What to produce =>
Starting with the line containing "x=343, y=18" and going on through the line containing "x=995, y=17", return the lines of the data below exactly, and only those.
--- START ---
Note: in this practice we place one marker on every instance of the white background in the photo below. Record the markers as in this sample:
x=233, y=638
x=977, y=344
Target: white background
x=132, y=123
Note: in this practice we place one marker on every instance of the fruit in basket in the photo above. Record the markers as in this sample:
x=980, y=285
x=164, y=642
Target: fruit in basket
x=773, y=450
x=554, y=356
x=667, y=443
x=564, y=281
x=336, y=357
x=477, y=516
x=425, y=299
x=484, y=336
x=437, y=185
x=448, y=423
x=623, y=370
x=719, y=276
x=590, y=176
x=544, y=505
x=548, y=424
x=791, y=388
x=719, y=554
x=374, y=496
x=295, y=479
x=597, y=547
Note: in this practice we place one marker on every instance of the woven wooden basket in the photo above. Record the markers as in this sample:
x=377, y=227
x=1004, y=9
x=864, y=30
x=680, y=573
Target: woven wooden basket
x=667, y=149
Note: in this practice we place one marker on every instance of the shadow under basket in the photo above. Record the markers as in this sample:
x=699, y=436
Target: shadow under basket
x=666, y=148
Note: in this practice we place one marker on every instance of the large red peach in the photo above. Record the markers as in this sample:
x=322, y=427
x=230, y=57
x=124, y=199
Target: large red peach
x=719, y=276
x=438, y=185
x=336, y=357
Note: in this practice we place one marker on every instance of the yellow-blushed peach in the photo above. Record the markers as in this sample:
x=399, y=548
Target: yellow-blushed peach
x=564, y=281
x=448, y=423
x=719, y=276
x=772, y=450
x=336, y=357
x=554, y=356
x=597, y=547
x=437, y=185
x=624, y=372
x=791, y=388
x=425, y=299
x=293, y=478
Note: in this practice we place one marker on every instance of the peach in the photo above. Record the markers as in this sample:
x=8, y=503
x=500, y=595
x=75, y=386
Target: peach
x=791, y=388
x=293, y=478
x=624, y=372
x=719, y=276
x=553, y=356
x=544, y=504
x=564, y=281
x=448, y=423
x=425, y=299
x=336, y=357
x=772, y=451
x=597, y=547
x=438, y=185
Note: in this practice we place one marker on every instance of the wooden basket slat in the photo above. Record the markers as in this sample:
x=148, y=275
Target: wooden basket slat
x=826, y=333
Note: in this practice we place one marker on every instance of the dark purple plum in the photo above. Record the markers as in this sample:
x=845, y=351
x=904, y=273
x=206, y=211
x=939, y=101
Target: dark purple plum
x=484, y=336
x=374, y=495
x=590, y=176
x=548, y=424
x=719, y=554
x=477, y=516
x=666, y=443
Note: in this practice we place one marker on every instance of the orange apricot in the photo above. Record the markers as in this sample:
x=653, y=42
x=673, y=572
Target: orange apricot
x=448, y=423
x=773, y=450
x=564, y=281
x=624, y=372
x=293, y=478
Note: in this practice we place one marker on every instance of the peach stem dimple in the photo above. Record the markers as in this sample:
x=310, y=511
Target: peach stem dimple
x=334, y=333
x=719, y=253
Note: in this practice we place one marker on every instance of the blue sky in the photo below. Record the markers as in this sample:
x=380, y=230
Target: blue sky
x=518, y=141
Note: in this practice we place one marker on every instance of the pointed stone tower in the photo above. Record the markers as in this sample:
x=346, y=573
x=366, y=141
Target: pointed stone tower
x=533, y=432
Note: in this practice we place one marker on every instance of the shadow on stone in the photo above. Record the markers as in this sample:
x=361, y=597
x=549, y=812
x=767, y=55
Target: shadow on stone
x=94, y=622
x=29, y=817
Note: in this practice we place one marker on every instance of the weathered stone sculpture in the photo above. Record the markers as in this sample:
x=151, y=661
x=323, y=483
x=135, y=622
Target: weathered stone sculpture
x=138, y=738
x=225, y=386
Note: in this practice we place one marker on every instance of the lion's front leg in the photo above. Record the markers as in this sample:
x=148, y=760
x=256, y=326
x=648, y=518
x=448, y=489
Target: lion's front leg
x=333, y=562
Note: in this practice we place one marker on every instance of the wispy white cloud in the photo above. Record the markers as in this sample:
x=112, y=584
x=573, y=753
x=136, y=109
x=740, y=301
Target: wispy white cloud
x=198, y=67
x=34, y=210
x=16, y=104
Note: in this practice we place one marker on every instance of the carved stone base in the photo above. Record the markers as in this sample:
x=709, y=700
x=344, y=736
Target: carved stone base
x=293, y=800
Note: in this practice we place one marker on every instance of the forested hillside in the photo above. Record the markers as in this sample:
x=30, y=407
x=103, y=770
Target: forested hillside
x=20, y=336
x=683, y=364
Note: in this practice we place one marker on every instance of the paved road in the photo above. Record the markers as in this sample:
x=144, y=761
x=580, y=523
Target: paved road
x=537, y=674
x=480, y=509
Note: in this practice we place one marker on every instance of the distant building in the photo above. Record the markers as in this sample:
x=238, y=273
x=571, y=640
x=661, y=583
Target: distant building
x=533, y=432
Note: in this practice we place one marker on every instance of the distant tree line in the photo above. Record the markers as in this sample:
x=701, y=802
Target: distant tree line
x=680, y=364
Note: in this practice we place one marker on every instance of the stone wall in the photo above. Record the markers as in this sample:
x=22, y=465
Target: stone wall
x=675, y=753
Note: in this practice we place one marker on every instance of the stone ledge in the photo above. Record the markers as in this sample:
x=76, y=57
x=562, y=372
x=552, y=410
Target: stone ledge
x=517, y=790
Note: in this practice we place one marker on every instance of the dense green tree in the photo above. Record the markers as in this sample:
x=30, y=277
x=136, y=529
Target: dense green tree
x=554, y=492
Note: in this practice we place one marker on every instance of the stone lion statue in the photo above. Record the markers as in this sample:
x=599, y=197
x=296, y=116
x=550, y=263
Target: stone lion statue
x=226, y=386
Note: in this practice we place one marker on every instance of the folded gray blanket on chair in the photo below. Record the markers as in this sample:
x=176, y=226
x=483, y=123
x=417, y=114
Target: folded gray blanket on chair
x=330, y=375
--- END ---
--- START ---
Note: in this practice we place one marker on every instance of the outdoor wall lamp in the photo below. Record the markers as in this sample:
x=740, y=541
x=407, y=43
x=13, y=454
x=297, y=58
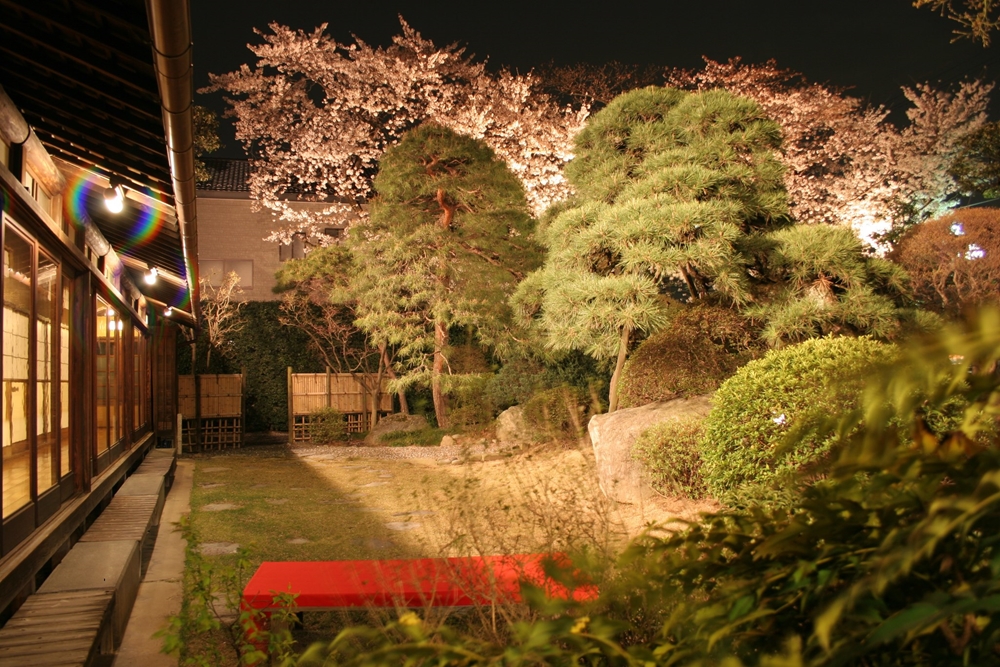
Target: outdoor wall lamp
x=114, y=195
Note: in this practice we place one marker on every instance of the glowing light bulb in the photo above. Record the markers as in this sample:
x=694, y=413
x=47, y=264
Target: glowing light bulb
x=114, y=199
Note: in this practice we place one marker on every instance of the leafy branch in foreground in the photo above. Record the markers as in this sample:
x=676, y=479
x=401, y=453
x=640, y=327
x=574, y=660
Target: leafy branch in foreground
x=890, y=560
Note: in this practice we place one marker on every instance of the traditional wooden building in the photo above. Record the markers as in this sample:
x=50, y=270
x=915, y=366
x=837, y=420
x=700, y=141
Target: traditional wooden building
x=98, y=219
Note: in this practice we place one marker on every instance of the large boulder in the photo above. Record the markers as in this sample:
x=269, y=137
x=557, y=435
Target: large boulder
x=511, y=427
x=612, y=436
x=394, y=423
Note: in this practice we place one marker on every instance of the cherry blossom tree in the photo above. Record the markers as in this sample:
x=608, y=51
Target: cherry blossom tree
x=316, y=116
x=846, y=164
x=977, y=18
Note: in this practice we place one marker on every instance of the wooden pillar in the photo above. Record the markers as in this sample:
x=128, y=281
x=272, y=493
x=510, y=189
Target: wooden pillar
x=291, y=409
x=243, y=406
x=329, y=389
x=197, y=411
--- END ---
--- START ---
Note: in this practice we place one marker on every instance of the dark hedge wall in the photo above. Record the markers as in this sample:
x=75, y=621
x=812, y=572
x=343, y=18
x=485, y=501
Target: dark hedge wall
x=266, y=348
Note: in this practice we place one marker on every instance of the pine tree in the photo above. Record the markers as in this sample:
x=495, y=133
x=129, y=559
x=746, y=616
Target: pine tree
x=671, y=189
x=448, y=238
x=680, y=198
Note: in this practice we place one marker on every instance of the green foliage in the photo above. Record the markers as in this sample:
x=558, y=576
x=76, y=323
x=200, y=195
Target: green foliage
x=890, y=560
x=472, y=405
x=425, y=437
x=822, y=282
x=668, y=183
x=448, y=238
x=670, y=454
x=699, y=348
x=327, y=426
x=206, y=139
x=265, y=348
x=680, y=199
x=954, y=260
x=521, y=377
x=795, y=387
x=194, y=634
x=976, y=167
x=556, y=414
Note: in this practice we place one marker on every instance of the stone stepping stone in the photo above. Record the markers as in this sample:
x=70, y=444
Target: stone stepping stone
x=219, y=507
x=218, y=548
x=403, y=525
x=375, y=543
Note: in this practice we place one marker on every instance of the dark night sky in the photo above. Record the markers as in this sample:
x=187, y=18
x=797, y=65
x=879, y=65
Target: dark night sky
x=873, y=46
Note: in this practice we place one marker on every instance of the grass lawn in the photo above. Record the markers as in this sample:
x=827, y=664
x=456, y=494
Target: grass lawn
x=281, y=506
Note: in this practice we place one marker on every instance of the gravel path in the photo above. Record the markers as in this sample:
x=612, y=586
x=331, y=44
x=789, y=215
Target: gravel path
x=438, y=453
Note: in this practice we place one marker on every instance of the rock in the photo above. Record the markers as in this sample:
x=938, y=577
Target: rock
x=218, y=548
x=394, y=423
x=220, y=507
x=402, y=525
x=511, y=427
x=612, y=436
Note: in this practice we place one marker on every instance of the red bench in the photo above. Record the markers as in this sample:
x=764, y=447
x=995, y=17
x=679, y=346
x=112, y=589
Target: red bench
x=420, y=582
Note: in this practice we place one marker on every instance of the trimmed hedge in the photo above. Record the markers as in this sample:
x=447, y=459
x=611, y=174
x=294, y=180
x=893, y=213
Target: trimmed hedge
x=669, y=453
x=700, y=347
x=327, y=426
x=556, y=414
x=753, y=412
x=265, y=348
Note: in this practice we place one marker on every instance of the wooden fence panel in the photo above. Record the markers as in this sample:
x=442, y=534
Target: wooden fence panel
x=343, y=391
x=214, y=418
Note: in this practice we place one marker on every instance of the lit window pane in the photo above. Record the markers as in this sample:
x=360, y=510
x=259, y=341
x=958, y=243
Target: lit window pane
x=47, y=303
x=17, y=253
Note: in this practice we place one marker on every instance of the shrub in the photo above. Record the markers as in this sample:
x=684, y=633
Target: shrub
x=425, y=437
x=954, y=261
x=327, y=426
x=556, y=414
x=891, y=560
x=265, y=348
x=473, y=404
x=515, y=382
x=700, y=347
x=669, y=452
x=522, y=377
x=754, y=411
--- END ---
Problem solution =>
x=343, y=18
x=485, y=501
Target: dark hedge wall
x=266, y=348
Note: in this practice we place one marker on every instance of the pine tree in the photo above. Record the markers as in this sample:
x=495, y=133
x=129, y=559
x=746, y=616
Target: pine tree
x=671, y=189
x=448, y=238
x=680, y=198
Note: in this practice we place one marker on every instance of the green foliage in the photo above. Record the markers as in this sample:
x=558, y=576
x=76, y=323
x=200, y=195
Target: green foliage
x=890, y=560
x=472, y=405
x=425, y=437
x=822, y=282
x=668, y=183
x=448, y=238
x=670, y=454
x=699, y=348
x=327, y=426
x=206, y=139
x=265, y=348
x=680, y=199
x=954, y=260
x=521, y=377
x=795, y=387
x=194, y=634
x=976, y=167
x=556, y=414
Note: in this practice we place one marker on every instance of the stone stepping stone in the photo above. Record the markers as in this sample:
x=70, y=444
Target: stone stepping stone
x=219, y=507
x=218, y=548
x=403, y=525
x=375, y=543
Note: in this practice we place one marker on every instance of the dark night sky in the photo above. Record the markers as in this sample:
x=187, y=18
x=797, y=65
x=879, y=65
Target: dark night sky
x=873, y=46
Note: in this practice we place one marker on every instance of the grass lawn in the photo above. Record the markers as in this sample:
x=827, y=664
x=456, y=494
Target: grass lawn
x=281, y=506
Note: in this practice we place one marker on every instance of the gravel path in the photo above. Record the markers as in this sample:
x=612, y=586
x=331, y=44
x=789, y=215
Target: gravel path
x=438, y=453
Note: in this practice we place one marker on every instance of the rock in the photo above. Record the markers as in this sample:
x=938, y=577
Target: rock
x=218, y=548
x=394, y=423
x=220, y=507
x=402, y=525
x=511, y=427
x=612, y=436
Note: in this practice we place one marker on every instance of the red bench in the photo above. Record the markers as in this sample:
x=764, y=447
x=995, y=17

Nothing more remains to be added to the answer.